→ **СУТЬ ЗАДАНИЯ**: Выведите все строки приведенных ниже данных в виде нумерованного списка, опустив пустые строки. Изображения в ответ не включайте.

→ **ПРЕДСТАВЛЕННЫЕ ДАННЫЕ**:
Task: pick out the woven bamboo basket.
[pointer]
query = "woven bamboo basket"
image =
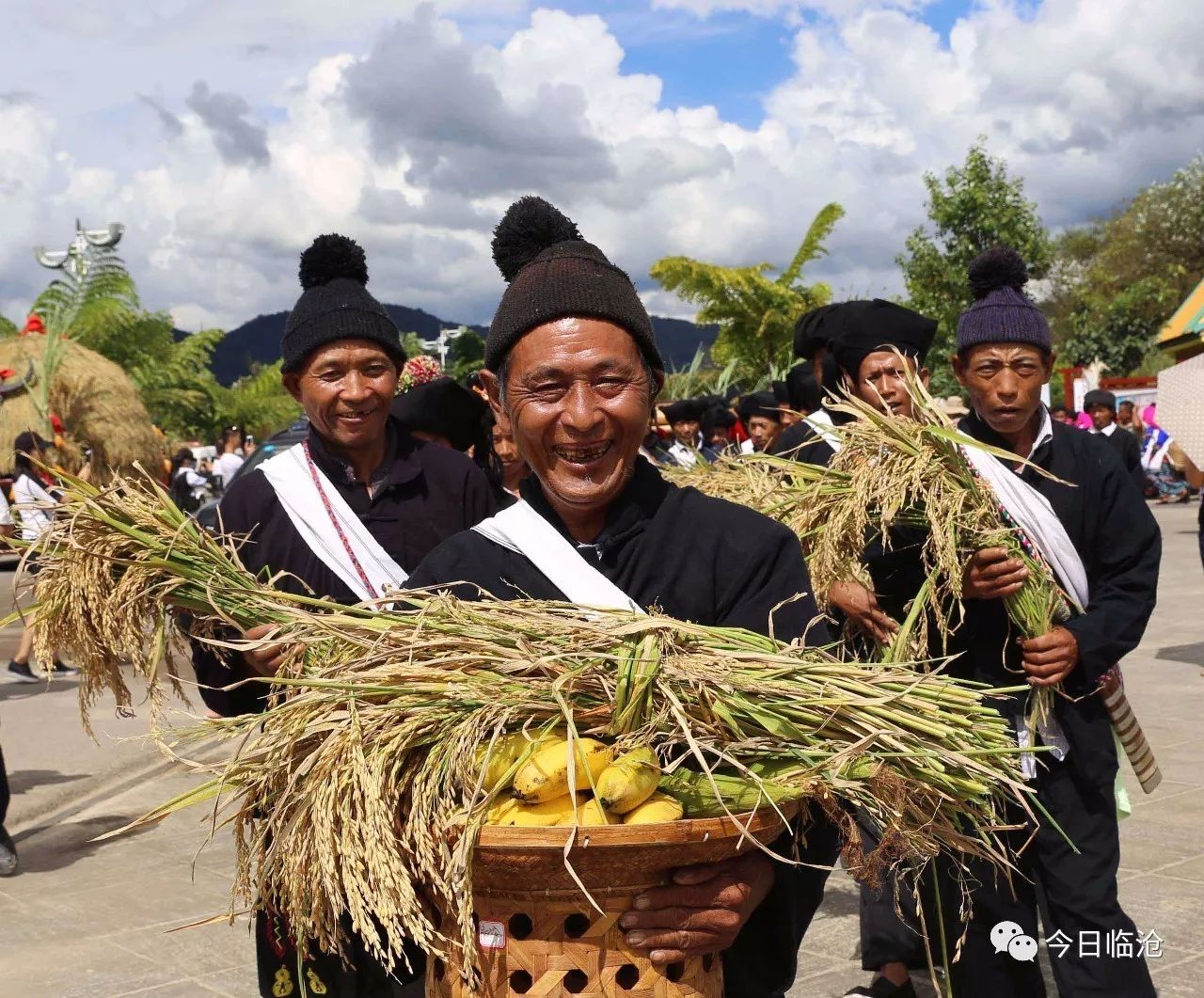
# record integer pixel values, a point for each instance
(537, 932)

→ **РЕШЕНИЕ ЗАДАНИЯ**:
1. Task: pick out the woven bamboo basket.
2. [pointer]
3. query = "woven bamboo basket"
4. image =
5. # record integer pixel values, a point for each instance
6. (537, 932)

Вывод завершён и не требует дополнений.